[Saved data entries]
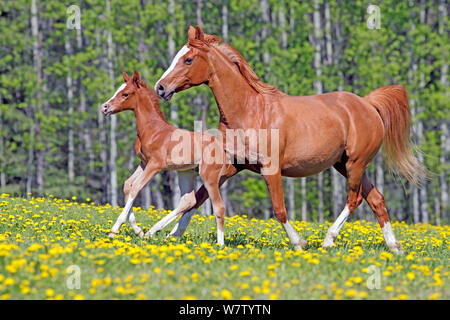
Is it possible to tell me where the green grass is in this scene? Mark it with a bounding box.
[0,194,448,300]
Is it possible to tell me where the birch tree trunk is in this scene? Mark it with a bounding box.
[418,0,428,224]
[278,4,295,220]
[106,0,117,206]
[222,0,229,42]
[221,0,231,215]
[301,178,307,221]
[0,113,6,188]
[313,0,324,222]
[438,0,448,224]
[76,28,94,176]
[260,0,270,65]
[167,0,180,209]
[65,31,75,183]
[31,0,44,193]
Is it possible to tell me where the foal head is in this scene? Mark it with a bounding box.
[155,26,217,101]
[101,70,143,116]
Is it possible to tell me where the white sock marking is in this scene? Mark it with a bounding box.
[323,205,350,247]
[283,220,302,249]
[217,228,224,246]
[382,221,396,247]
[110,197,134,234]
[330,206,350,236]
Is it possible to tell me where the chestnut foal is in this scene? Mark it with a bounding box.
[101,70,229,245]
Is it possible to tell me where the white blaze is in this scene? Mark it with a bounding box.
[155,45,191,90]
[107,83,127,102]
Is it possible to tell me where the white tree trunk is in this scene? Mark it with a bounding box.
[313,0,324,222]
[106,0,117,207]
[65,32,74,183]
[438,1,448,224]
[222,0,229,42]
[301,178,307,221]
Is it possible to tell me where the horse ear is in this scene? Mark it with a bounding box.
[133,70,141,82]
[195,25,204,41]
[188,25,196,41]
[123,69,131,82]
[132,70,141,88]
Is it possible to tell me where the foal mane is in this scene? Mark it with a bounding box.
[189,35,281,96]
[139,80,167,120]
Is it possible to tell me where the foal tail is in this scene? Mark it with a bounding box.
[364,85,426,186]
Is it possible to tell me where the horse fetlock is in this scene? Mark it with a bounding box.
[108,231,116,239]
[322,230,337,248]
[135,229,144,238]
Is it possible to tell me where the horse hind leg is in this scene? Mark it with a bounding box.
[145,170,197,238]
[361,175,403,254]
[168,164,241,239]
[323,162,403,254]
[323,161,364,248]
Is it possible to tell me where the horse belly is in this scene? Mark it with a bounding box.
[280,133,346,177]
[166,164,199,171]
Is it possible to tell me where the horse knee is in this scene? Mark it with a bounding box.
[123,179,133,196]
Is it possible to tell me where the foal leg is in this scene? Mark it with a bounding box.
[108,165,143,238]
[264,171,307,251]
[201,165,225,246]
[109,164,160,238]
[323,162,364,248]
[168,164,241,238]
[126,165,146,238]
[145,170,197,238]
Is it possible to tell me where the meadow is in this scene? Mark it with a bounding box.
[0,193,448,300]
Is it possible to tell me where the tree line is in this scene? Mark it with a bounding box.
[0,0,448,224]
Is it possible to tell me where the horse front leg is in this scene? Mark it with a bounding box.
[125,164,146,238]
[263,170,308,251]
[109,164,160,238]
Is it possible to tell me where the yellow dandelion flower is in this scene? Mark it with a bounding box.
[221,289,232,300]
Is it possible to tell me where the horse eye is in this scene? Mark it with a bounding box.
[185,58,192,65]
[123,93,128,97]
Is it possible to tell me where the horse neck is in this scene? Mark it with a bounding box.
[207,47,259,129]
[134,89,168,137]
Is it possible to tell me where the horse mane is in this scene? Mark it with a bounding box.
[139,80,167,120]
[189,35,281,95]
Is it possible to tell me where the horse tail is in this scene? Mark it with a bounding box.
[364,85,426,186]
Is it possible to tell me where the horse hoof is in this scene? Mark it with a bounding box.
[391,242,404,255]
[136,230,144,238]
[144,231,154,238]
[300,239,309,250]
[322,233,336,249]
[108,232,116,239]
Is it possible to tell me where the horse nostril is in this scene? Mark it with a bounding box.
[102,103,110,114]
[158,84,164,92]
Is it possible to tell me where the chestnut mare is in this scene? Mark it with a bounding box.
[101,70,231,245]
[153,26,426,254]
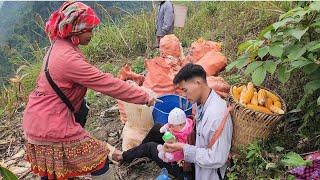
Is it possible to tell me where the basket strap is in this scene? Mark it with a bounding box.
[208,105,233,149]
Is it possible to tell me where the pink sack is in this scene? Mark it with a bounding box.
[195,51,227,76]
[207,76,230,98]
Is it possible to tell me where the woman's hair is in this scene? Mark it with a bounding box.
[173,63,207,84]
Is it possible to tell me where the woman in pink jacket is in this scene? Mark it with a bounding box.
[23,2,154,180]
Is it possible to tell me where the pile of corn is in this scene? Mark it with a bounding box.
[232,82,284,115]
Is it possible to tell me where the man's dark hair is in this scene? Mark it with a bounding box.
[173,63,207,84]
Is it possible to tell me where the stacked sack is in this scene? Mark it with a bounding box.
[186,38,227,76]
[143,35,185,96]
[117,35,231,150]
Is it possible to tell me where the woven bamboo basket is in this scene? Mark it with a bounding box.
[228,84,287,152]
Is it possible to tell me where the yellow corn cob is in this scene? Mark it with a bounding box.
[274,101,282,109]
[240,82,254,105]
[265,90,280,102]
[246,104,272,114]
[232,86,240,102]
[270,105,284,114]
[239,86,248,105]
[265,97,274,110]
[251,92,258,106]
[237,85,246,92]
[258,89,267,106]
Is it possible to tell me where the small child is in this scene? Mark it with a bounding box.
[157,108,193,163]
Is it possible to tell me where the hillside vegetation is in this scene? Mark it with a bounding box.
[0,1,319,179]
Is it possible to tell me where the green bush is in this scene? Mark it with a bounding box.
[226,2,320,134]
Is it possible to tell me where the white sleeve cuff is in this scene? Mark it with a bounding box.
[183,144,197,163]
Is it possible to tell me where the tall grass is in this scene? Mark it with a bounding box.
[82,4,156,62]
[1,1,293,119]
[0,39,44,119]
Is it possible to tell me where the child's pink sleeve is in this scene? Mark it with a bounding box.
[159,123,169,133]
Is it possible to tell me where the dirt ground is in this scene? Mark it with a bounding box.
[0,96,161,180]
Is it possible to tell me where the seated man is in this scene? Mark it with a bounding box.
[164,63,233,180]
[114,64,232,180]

**WHAT THIS TASK INVOLVES**
With the pictures removed, please retype each record exactly.

**OUTPUT OF THE EXERCISE**
Is it possible to tell me where the green grass is in this scene? Mark it with a bounding box.
[0,194,448,300]
Is it possible to tell me where the birch tree trunk is in this scene? Mark it with a bounding box.
[418,0,428,224]
[278,4,295,220]
[106,0,117,206]
[222,0,229,42]
[221,0,231,215]
[301,178,307,221]
[0,113,6,188]
[313,0,324,222]
[438,0,448,224]
[76,28,94,176]
[260,0,270,65]
[167,0,180,209]
[65,31,75,183]
[31,0,44,193]
Is it possible to tell me where the foal head is in this scene? Mark it with a bounding box.
[155,26,217,101]
[101,70,143,116]
Is it possible to tell me where the white sock marking is in this scene? Mark it with a bounding box.
[323,205,350,247]
[283,220,302,249]
[217,228,224,246]
[382,221,396,247]
[110,197,134,234]
[330,206,350,236]
Is it possible to tell me where the chestnut foal is in this scene? Mark it with a bounding box.
[101,70,229,245]
Is it possible to tell me where the white blaze is in this scene? Mark it with a bounding box.
[155,45,191,90]
[107,83,127,102]
Is it possible to tell me where the white tree trunk is in this scene? Mark it with a bounding box.
[313,0,324,222]
[106,0,117,207]
[65,32,74,183]
[438,1,448,224]
[222,0,229,42]
[301,178,307,221]
Is it possible to tell me where the horse ear is in this scene? Mark it with a bounding box.
[133,70,141,82]
[195,25,204,41]
[188,25,196,41]
[123,69,131,82]
[132,70,141,88]
Is it possible to tell me where the foal mane is in this scene? Mark it with a bounding box.
[189,35,281,96]
[139,80,167,120]
Is it possible to tell me where the foal tail is in this scene? Mark it with a bounding box.
[364,85,426,186]
Is it possible to tell me where the horse fetlock is in this scene? Mark it with a bounding box.
[108,231,116,239]
[322,230,337,248]
[135,229,144,238]
Is it possible to tell me where the horse hind leg is in this scene? Mark it with a bounding box.
[145,170,197,238]
[361,175,403,254]
[168,164,241,239]
[323,162,403,254]
[323,161,364,248]
Is it possible to tell me where the horse belly is in this scene? Mark it with a bounding box.
[280,133,346,177]
[166,164,199,171]
Is it possible to tell me where the horse knee is in this scene? Mark it with a bounding box.
[123,179,133,196]
Is it possible to tell me where the foal leg is in this scene? Mark it with a bounding box.
[108,165,143,238]
[264,171,307,251]
[201,165,225,246]
[109,164,160,238]
[323,162,364,248]
[168,164,241,238]
[126,165,146,238]
[145,170,197,238]
Is it possible to tell me where the meadow is in this scene? Mark it with a bounding box.
[0,193,448,300]
Is it possible to tell me where the tree line is in this scene? Mark it with a bounding box.
[0,0,448,224]
Is it possible to tell me where the horse front leg is in this scene? Mark it with a bounding box.
[125,164,146,238]
[263,170,308,251]
[109,164,160,238]
Is it possible to tell me where the yellow dandelion flower is in this scene? Mark it with a bounding box.
[221,289,232,300]
Is it possible to tell me where the horse eye is in this scene? Mark it with a bounding box.
[185,58,192,65]
[123,93,128,97]
Is it possible to tell me where the horse neck is in this scene? Mark it with a bounding box.
[207,47,259,129]
[134,89,168,137]
Is it possible to tell me where the horse mane is in this scene? Mark it with a bounding box.
[139,80,167,120]
[189,35,281,95]
Is it possible to tell me where the horse tail is in this scene? Mark it with a bounding box.
[364,85,426,186]
Is it possible to tell me where the horse hoof is in this scene? Mark it with a bounding box.
[391,242,404,255]
[136,230,144,238]
[144,231,154,238]
[300,239,309,250]
[322,233,336,249]
[108,232,116,239]
Is it possible to tell me where the horse nostril is in this scene? Mark it with a bounding box.
[102,103,110,114]
[158,84,164,92]
Is it possible to tell me where the chestnut mare is in this scene? Mark it with a bounding box.
[101,70,231,245]
[153,26,426,254]
Is it possible to tell me where the basket strap is in this scene? Mark it with a bounding box.
[208,105,233,149]
Is it possible to tell me where the pink sack is in this scene? Mark it with a bounding box.
[195,51,227,76]
[207,76,230,98]
Is it possible to tell me where the woman's hair is in this scene? Mark it with a bounding box.
[173,63,207,84]
Is it possible to tell me where the woman in pink jacket is in this scene? Mark it with a bounding box.
[23,2,154,180]
Is it possible to tell me where the pile of corn is in this scene? Mark it with a bounding box.
[232,82,284,115]
Is it possible to tell me where the man's dark hair is in this scene? Mark it with a bounding box.
[173,63,207,84]
Is it possible to tell me where the stacked sack is in this scene? Mark it with a bounding box.
[186,38,227,76]
[143,35,185,96]
[117,35,231,150]
Is it possible to tell me where the woven bamboo basket is in this scene? Mark it with a bounding box.
[228,84,287,152]
Is it possible to tell me where the yellow corn cob is in this scene? Mark it with a bounding box.
[274,101,282,109]
[240,82,254,105]
[265,90,280,102]
[246,104,272,114]
[232,86,240,102]
[270,105,284,114]
[239,86,248,105]
[265,97,274,110]
[251,92,258,106]
[237,85,246,92]
[258,89,267,106]
Is it possible to tell me where the small child is in this scene? Mark it with a bounding box.
[157,108,193,163]
Is it possible to tell me where the hillside vegetation is in this scene? Mark it with a bounding box.
[0,1,319,179]
Is it possible to tell me where the green bush is in this scene? Mark it with a bounding box.
[226,2,320,134]
Is it possible to tell me where the white sleeve cuff is in this scene? Mark it with a bounding box.
[183,144,197,163]
Is it possible to tell me where the tall grass is in this scene? Mark it with a bounding box.
[82,4,156,62]
[1,1,293,119]
[0,39,44,119]
Is it possible to tell me where the child's pink sleeve is in this scene? Mark it with a bounding box.
[159,123,169,133]
Is it possible to tell me where the dirt ground is in this scene? Mark it with a bounding box.
[0,96,161,180]
Is it possible to tell me where the seated man is in this scene? Mark it with a bounding box.
[164,63,233,180]
[114,64,232,180]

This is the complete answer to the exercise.